-- START OF GIVEN ENTRIES --

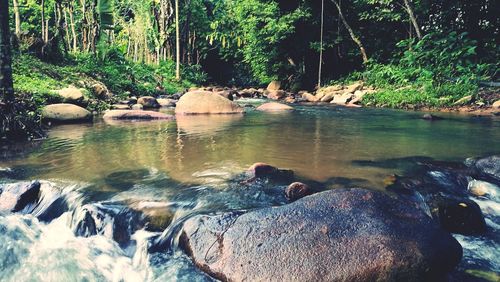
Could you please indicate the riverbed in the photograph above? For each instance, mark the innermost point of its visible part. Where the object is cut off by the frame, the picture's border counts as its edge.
(184, 166)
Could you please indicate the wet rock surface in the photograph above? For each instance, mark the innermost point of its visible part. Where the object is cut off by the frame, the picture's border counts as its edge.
(263, 170)
(204, 102)
(341, 235)
(448, 188)
(65, 113)
(17, 197)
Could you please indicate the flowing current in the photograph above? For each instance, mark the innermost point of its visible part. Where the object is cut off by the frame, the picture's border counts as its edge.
(170, 171)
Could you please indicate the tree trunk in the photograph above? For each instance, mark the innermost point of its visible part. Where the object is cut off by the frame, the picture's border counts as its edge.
(71, 10)
(43, 21)
(17, 17)
(6, 84)
(351, 32)
(413, 19)
(177, 43)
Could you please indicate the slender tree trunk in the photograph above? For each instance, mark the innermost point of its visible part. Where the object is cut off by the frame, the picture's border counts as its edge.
(177, 43)
(6, 84)
(351, 32)
(85, 29)
(66, 28)
(321, 42)
(71, 10)
(413, 19)
(17, 17)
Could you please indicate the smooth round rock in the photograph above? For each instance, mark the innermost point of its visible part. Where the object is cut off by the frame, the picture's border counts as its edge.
(203, 102)
(274, 107)
(148, 102)
(337, 235)
(136, 115)
(297, 190)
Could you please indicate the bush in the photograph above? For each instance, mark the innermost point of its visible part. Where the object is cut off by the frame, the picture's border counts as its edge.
(436, 71)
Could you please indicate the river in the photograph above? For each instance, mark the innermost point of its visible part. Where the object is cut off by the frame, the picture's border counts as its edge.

-- END OF GIVEN ENTRIES --

## AIM OF THE TASK:
Copy exactly the lines of the listing above, beginning at the line with "Could you please indicate the slender" and ending at its final line; write out nothing else.

## EXERCISE SOLUTION:
Could you please indicate the slender tree trunk in the photograph above? For each instance, mark the innermost point of its visible part. Where the object is cut off by the frame, the picture's border counts as its edge.
(177, 43)
(6, 84)
(351, 32)
(85, 29)
(66, 28)
(321, 42)
(71, 10)
(413, 19)
(17, 17)
Could you please indicate the smooth round rock in the photograph above? For each instance, mark the innermost point of its visible part. Where the object is cut off by the frame, the picture's border counts as its edge.
(203, 102)
(274, 107)
(148, 102)
(337, 235)
(136, 115)
(297, 190)
Could you please indicate the bush in the photograph above? For each instance, mark the innermost point of its visible part. Where the object is cut off by the frame, the picture's border counts as its edge.
(436, 71)
Could you please indicate the river in the photograph above? For each instance, mark the innermost point of its visible part. Where the object is cut off by the frame, the picture's border counts as its edge.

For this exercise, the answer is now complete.